Каким образом призыв к действию легитимируется и мотивируется? Призыв к действию всегда мотивировался конечностью человеческой жизни и нехваткой времени. Об этом говорит Хайдеггер в «Бытие и времени» - центральной книге европейского активизма: нехватка времени - то, что заставляет нас отказаться от пассивного созерцания. Пока люди думали, что у них много времени – например, по ту сторону, в компании с Богом – то открывалась бесконечная перспектива созерцания, потенциально бесконечное время. Бесконечность разума играет ту же роль: поскольку разум бессмертен и бесконечен, то мышление выводит нас за пределы нашей смертности. Начиная с марксизма и через Ницще мы слышим вновь и вновь, что наша жизнь конечна, что в основе ее лежит ожидание смерти, и что, соответственно, нам нужно спешить.

Вот теперь от капитализма я перехожу к концу света. Конец близок, надо спешить, времени осталось немного - собственно говоря, тема европейской философии культуры. Равно нарастает и общее ощущение нетерпения. В Нью-Йорке я часто вижу рекламу: рассказывают о каком-то средстве для мытья полов спокойным голосом. А потом голос вдруг меняется, и диктор говорит (с низкой зловещей интонацией - ДД): «Call now. Don`t wait». Вот это «звоните сейчас», эта интонация распространилась на многие другие вещи. Динозавры вымерли, теперь мы вымираем. Call now. Don`t wait. Времени нет, время исчезло, его ни у кого нет, нужно действовать сейчас.

• [Входные данные]:
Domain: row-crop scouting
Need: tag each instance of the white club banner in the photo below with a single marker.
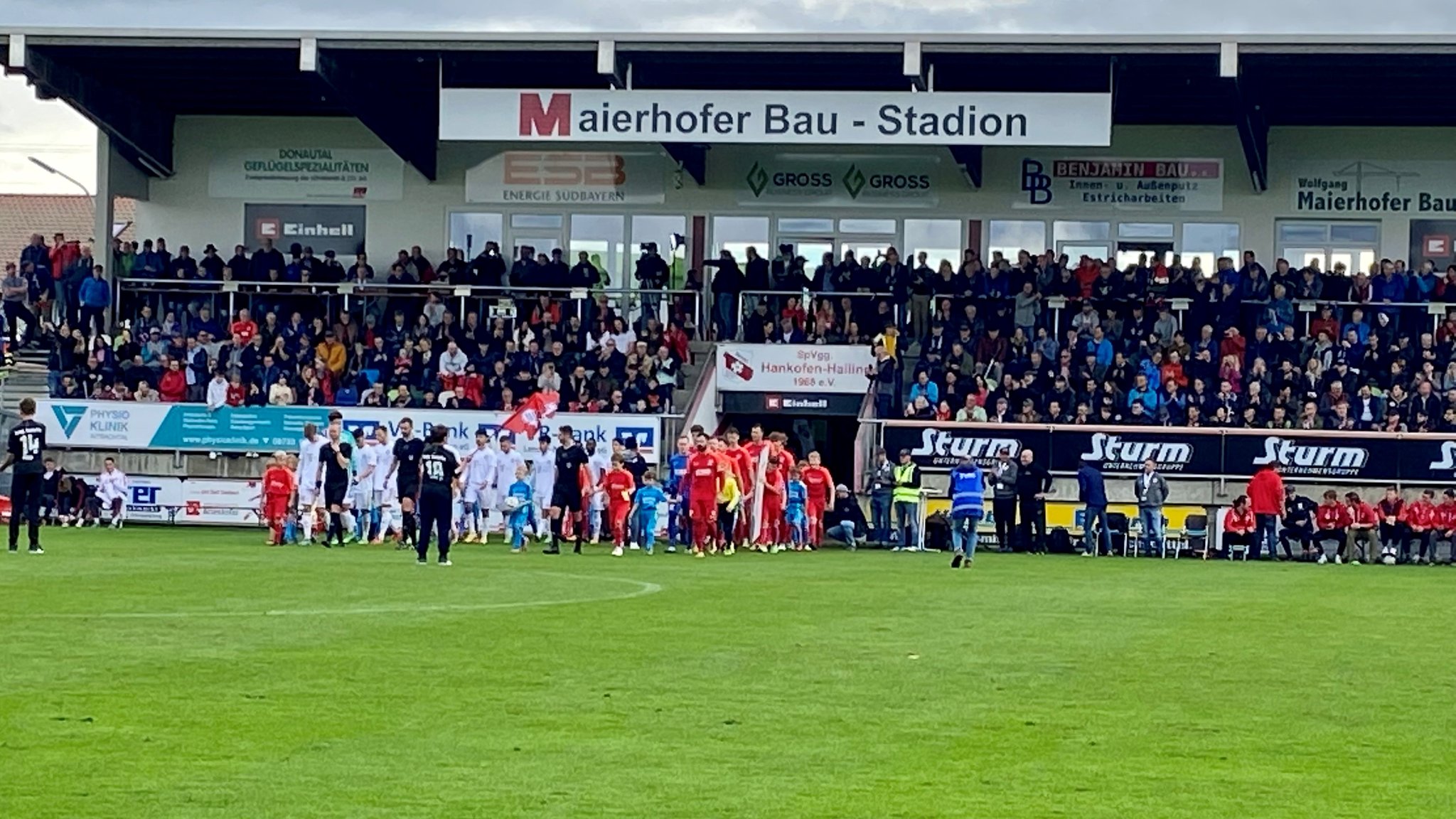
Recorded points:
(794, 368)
--
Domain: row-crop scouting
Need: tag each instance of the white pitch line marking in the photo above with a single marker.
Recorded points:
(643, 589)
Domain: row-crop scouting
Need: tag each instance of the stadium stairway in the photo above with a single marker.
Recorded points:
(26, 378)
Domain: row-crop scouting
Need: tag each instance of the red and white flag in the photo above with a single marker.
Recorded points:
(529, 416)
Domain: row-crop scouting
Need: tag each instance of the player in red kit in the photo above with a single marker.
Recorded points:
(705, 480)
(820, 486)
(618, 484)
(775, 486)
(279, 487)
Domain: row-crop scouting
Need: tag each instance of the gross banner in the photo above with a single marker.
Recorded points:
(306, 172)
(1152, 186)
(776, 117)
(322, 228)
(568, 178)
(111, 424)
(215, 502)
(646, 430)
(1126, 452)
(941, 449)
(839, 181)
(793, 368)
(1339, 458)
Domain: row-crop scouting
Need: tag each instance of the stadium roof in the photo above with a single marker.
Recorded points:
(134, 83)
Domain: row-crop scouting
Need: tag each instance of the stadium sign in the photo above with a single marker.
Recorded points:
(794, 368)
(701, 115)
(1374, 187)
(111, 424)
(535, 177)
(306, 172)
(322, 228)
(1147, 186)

• [Поставленная задача 1]: Извлеките из исходного текста фрагмент, начиная с «Вот теперь от» и заканчивая «нужно действовать сейчас.», без изменений.
• [Поставленная задача 2]: Найдите в записях все строки со словом «white» и перепишите их дословно.

• [Полный ответ 1]:
Вот теперь от капитализма я перехожу к концу света. Конец близок, надо спешить, времени осталось немного - собственно говоря, тема европейской философии культуры. Равно нарастает и общее ощущение нетерпения. В Нью-Йорке я часто вижу рекламу: рассказывают о каком-то средстве для мытья полов спокойным голосом. А потом голос вдруг меняется, и диктор говорит (с низкой зловещей интонацией - ДД): «Call now. Don`t wait». Вот это «звоните сейчас», эта интонация распространилась на многие другие вещи. Динозавры вымерли, теперь мы вымираем. Call now. Don`t wait. Времени нет, время исчезло, его ни у кого нет, нужно действовать сейчас.

• [Полный ответ 2]:
Need: tag each instance of the white club banner in the photo below with a single marker.
Need: tag each instance of the white pitch line marking in the photo above with a single marker.
Need: tag each instance of the red and white flag in the photo above with a single marker.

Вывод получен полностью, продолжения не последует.